= TRECHO =
——

T) Na sequência da ação inspetiva acima referida, foi emitida a Liquidação Adicional de IRC nº ……………………487, de 22.02.2016, com referência ao exercício de 2012, bem como, a respetiva Demonstração de Liquidação de Juros Compensatórios e Demonstração de Acerto de Contas n.º ………………….188, da qual resultou um montante de imposto a pagar de € 161.463,03, com data limite de pagamento voluntário em 11.05.2016;

U) A Requerente procedeu à apresentação de duas garantias, para efeitos da suspensão do processo de execução instaurado para cobrança da dívida de IRC em crise, quais sejam, as fianças prestadas pelas sociedades “Arco …………… SGPS, S.A.” e “P ………………………….., SGPS, S.A.”, a favor da Requerente, naquele processo (Cf. cópias que foram juntas como Doc. n.º 26 com o pedido arbitral).

Não se provaram outros factos com relevância para a decisão final.

IV. Motivação da Decisão

Antes de mais, importa referir que os Tribunais, aqui se incluindo os Tribunais Arbitrais, não têm que apreciar todos os argumentos apresentados pelas partes, tal como se constata a título exemplificativo do Acórdão do Pleno da 2ª Secção do STA, de 07/06/1995, proferido no recurso nº 5239.

De facto, as questões invocadas pelas partes não se confundem com os argumentos, as razões ou as motivações produzidas. Questões, nomeadamente para efeito do disposto no n.º 2 do art. 608.º do Código de Processo Civil, são apenas as de fundo e que integram a matéria decisória, isto é, as que se relacionem com o pedido, a causa de pedir e as exceções (vide neste sentido o Acórdão do Supremo Tribunal de Justiça, de 29/11/2005, proferido no recurso n.º 05S2137 ou o Acórdão do Tribunal Central Administrativo Sul, de 25/09/2012, proferido no recurso n.º 05073/11).

——

= TAREFA =
Transcreva do trecho, sem qualquer alteração, a parte que abre com as palavras que contêm "De facto, as" e fecha com "recurso n.º 05073/11).".

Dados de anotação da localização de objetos
——

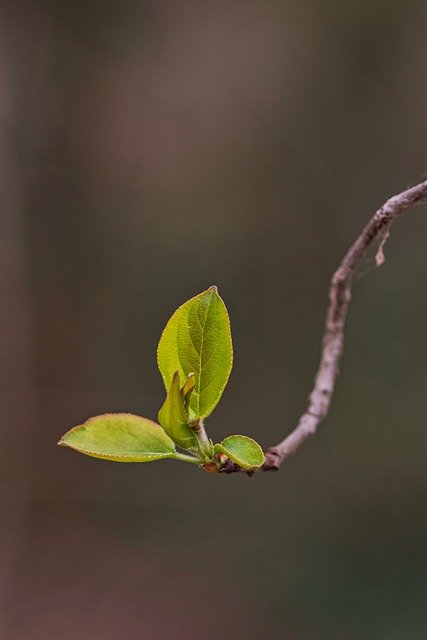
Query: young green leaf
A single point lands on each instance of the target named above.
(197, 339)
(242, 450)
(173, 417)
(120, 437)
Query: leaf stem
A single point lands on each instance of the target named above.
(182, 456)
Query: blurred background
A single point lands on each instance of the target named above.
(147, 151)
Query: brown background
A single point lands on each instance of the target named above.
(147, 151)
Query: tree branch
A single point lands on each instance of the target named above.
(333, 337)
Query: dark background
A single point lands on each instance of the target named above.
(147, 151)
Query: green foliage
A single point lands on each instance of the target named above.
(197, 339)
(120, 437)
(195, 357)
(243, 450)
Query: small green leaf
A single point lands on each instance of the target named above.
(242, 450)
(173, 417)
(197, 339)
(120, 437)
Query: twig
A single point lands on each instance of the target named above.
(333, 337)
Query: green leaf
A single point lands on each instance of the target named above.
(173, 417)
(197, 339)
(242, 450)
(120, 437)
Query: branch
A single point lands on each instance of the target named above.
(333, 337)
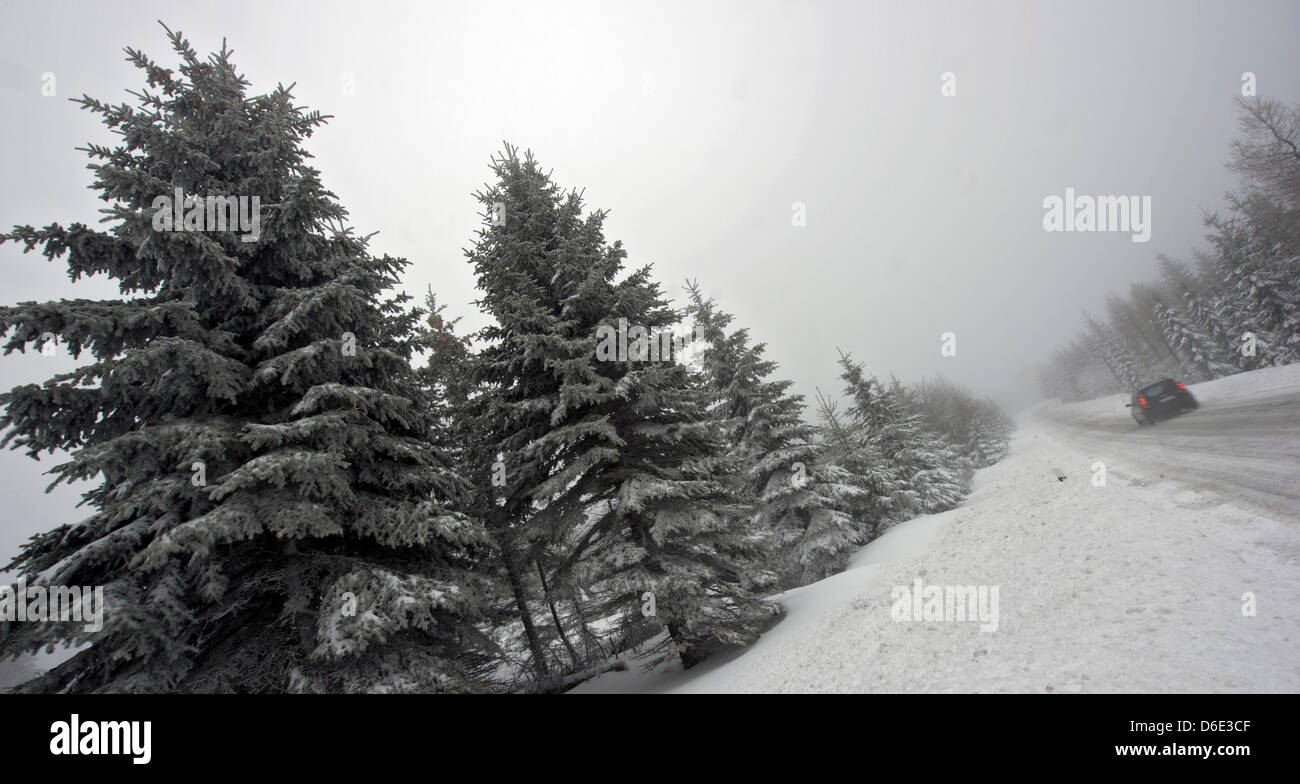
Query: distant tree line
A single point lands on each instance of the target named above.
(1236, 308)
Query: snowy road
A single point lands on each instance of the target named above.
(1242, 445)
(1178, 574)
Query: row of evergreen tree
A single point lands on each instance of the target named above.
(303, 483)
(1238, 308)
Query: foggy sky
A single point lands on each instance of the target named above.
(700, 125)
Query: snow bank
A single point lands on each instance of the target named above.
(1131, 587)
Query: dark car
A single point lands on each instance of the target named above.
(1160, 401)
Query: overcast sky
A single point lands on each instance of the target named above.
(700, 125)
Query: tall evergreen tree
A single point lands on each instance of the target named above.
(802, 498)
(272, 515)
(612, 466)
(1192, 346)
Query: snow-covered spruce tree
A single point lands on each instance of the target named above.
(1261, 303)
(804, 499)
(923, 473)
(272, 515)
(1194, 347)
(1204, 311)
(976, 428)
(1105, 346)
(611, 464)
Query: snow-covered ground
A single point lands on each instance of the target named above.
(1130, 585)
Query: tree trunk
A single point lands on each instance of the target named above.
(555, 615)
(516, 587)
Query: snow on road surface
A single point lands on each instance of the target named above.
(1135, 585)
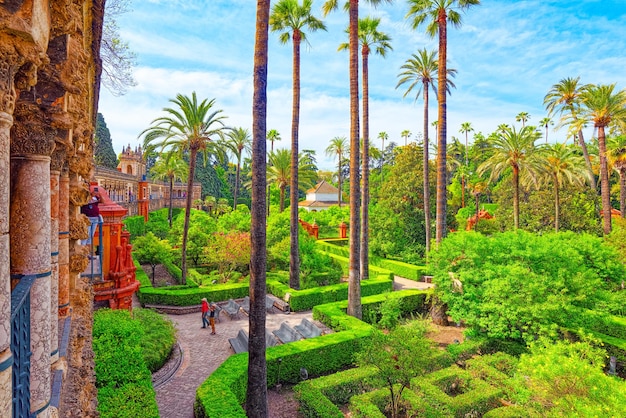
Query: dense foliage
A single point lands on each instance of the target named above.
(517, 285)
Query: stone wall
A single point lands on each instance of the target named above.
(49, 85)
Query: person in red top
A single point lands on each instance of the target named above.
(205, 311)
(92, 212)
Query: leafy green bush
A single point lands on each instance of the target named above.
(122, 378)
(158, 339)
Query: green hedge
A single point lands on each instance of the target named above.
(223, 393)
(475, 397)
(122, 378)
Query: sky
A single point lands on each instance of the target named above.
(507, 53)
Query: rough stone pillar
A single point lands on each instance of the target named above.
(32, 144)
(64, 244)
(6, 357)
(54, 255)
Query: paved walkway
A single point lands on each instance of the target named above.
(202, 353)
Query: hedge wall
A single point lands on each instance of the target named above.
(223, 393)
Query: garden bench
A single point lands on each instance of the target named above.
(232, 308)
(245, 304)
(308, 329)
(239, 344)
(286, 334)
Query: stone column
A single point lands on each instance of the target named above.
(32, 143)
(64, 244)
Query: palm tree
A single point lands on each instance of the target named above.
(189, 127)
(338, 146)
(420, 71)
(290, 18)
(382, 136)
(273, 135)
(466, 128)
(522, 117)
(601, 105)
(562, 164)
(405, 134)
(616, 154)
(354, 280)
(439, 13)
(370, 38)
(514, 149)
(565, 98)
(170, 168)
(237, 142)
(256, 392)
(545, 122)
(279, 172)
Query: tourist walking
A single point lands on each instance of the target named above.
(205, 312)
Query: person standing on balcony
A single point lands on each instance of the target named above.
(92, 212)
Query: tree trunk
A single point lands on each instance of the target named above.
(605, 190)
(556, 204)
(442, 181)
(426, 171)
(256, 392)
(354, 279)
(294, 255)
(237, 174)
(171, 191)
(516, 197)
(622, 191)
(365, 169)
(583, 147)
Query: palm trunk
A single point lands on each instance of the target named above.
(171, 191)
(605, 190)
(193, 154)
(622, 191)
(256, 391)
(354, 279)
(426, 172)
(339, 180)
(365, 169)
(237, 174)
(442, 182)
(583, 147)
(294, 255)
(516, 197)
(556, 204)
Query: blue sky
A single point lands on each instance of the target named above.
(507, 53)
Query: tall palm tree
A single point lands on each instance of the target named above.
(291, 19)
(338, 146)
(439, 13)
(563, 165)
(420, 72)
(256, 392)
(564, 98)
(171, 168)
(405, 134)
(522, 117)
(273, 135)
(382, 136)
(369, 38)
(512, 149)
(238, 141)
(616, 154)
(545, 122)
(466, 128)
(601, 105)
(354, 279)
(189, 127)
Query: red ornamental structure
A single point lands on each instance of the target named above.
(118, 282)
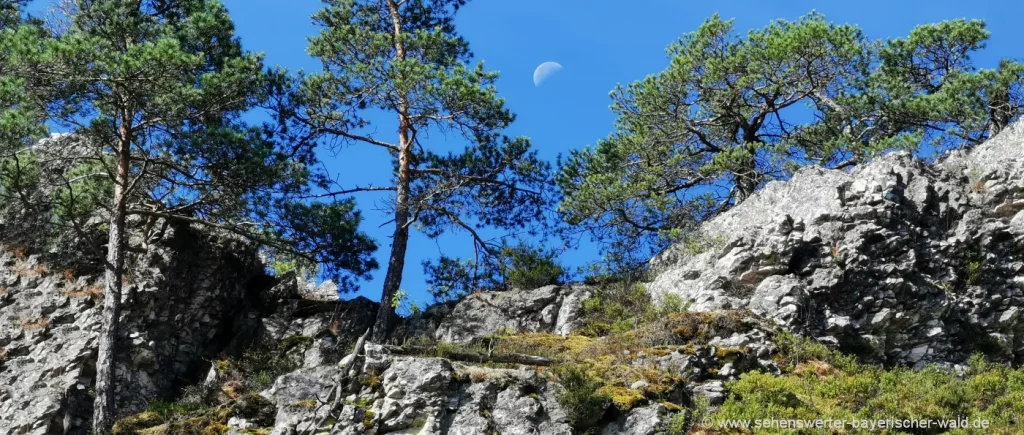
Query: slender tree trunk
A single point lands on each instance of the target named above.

——

= RESULTADO =
De facto, as questões invocadas pelas partes não se confundem com os argumentos, as razões ou as motivações produzidas. Questões, nomeadamente para efeito do disposto no n.º 2 do art. 608.º do Código de Processo Civil, são apenas as de fundo e que integram a matéria decisória, isto é, as que se relacionem com o pedido, a causa de pedir e as exceções (vide neste sentido o Acórdão do Supremo Tribunal de Justiça, de 29/11/2005, proferido no recurso n.º 05S2137 ou o Acórdão do Tribunal Central Administrativo Sul, de 25/09/2012, proferido no recurso n.º 05073/11).